SOURCE EXCERPT
Why all the fuss about marriage if a mother can only subject her female child to the whims of the father, the brother, and the uncles? Who indeed , if this be so, will marry, that can live single?
*
How brothers (sons?) are inducted into the regime.
*
I’m not a mother, just as aunt, but I can see how boys grow into young men, and how the ideal of masculinity means that boys often have to suppress the part(s) of them that are sensitive, tender, loving, affectionate, in order to “become a man”. And when you notice how it becomes a requirement for boys to hurt others in order to achieve this ideal—then you truly realise how men are made. Hurting others is part of the deal; it is how men are defined as men. To put others in their place and to claim their space as yours. And it hurts to watch young boys who have been taught not to hurt others struggle with the full force of societal expectations that makes it (implicitly or explicitly) known that they will have to hurt others in order to become men.
*
The eternal problem: We need to talk about sons/we’re always talking about sons.
*
There has been “unrest” in Sabah for the last few weeks. Property is the problem. Who “owns” Sulu?
The Malaysian twitterati, its bourgeois heart ever in its proper place, is grieving over the death of Malaysia’s policemen involved in the “clashes” with “armed militants”. Malaysian policemen have died while trying to take out these intruders/militants/insurgents (i.e. they were protecting the nation). What’s interesting about the nation that is protected is that we still don’t want to think about how some of us are more protected than others. Sabah, on the East Coast, is one of the poorest states in Malaysia; there is no protection, it seems, from economic impoverishment. But there are tweets from the West Malaysian public thanking the “security forces” for their service to this country. There are tweets praying for their souls in heaven or wherever they might be. Everywhere on Twitter people seem to be simultaneously praying and wishing violence upon the enemy. This ritual is meant to keep the good ones, we the citizens, safe.

RECORD EXTRACTS
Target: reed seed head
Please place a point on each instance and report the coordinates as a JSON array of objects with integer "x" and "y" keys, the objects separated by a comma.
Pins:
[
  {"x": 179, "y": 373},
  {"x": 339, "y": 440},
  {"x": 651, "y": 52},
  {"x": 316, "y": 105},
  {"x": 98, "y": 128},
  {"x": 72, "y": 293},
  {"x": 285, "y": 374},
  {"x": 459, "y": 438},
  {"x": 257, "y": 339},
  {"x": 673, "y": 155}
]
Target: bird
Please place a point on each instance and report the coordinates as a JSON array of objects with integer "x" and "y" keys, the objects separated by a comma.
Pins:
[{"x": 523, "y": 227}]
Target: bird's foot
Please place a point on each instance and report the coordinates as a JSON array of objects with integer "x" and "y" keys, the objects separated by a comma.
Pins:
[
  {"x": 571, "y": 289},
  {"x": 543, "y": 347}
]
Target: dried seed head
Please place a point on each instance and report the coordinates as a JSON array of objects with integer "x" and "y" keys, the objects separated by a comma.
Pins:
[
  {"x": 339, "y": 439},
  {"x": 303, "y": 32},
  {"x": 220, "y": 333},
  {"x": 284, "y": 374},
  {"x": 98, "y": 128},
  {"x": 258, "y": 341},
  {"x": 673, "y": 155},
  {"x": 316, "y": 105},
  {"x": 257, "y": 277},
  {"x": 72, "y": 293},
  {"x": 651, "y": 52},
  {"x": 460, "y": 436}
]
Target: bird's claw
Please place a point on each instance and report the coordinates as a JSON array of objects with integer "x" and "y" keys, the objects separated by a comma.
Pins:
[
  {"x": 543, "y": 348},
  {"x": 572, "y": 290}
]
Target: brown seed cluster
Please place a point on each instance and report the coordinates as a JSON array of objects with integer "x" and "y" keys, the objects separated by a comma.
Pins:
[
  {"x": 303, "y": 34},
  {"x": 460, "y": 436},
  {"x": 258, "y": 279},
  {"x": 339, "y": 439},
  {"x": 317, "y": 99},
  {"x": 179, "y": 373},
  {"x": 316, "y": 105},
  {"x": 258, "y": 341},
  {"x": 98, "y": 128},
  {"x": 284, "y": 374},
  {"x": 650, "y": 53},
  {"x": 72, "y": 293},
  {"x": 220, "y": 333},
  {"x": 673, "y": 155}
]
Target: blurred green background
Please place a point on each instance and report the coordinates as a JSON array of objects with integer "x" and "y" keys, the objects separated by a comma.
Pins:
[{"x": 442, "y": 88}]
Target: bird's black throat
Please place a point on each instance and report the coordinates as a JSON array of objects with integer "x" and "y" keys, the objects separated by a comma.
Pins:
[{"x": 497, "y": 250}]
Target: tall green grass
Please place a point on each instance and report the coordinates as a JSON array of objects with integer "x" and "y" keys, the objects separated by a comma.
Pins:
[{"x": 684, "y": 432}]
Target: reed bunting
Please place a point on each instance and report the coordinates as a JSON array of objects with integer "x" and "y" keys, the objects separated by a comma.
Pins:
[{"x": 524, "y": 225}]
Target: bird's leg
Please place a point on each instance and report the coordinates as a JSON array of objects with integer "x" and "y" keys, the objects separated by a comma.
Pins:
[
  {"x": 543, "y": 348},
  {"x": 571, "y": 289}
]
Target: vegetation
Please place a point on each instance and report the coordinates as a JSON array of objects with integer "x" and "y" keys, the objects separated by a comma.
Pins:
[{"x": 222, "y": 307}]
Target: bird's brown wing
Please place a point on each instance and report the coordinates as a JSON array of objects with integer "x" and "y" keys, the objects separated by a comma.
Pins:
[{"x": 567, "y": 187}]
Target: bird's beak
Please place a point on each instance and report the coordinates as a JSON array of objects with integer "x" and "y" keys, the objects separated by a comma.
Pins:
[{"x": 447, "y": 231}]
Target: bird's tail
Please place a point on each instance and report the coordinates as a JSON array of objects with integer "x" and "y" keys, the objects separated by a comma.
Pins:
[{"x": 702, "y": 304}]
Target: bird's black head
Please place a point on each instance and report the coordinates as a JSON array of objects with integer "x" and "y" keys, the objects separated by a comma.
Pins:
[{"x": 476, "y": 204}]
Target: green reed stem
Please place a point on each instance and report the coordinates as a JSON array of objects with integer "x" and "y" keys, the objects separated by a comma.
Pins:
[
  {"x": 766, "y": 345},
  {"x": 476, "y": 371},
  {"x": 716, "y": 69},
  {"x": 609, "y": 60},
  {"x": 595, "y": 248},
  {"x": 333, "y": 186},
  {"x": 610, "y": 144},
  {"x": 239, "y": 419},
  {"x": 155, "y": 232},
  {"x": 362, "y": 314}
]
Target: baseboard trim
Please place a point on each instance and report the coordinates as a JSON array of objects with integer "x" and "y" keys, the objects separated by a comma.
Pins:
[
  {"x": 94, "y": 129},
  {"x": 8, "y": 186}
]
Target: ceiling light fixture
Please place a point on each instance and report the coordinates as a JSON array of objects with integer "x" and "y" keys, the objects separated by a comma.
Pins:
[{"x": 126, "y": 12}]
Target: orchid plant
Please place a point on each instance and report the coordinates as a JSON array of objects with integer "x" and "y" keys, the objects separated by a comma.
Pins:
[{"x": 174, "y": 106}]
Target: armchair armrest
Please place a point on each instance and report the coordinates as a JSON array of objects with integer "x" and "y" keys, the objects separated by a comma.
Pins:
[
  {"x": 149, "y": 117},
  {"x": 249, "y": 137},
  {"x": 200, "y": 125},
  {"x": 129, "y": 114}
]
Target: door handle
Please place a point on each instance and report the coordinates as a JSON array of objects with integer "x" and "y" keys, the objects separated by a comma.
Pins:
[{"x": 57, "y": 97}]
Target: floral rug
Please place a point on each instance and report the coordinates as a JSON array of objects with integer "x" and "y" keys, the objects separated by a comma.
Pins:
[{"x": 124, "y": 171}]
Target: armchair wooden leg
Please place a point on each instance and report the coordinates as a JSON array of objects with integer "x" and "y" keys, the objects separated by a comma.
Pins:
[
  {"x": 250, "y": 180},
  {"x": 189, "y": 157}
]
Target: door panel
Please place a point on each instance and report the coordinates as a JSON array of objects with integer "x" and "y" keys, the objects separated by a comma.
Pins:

GIVEN PROBLEM 1
From the essay excerpt on sons and the Sabah unrest, reproduce the passage that opens at "Why all the" and closes after "can live single?".
GIVEN PROBLEM 2
Carry the essay excerpt on sons and the Sabah unrest forward, picking up after its final sentence.

RESPONSE 1
Why all the fuss about marriage if a mother can only subject her female child to the whims of the father, the brother, and the uncles? Who indeed , if this be so, will marry, that can live single?

RESPONSE 2
The police. The soldiers. Law and order. There are self-proclaimed Progressive Activists ™ who bring the MILF into the picture and cry out “the militants are everywhere in Sabah!” with every tweet. The macho politicians and lovers of Malaysia who cheer on a “military offensive” with encouraging, optimistic tweets like, “Kill or be killed” or “Just gas and smoke ‘em”.
Malaysian Defence Minister, Zahid Hamidi, tweets about the military assault as a “clean-up operation”. (Tweet is in Malay.)
Or,
People might be of a land, but there are false borders now demarcating different nations and these borders may not be trespassed.
Meanwhile: “Kiram’s people are demanding Malaysia recognize the sultanate owns Sabah and share profits from economic development in the state.”
Profits. Economic development. Who “owns” Sulu and who profits? Malaysians don’t really care, but “we” are here now, and “they” are not; property is for those who claim it by any means possible. And perhaps the Sulu sultanate is also flexing its muscles. As for the people who are put to work on these lands?
“Filipinos living in the tension-gripped Sabah territory in Northern Borneo said they have been segregated according to tribe and that their movements have been limited and closely monitored by Malaysian authorities.”
“A farmer who tried to enter the tight security cordon surrounding the heavily armed men was turned back by the police early on Monday.
Police feared the food supplies he was carrying could fall into the hands of the gunmen.
The farmer, who wanted to be known only as Ghafur, said he was trying to get to his oil palm farm for his twice-a-month harvest.”
According to them, the violent encounters in Sabah villages have been displacing some of the 600,000 Filipinos quietly living and working there, forcing them to flee to ARMM or causing them to be deported. But the region may not have enough resources to feed and house them.
At the same time, the conflict has been affecting the people in ARMM by driving up the prices of commodities, usually sourced from nearby Sabah, they said.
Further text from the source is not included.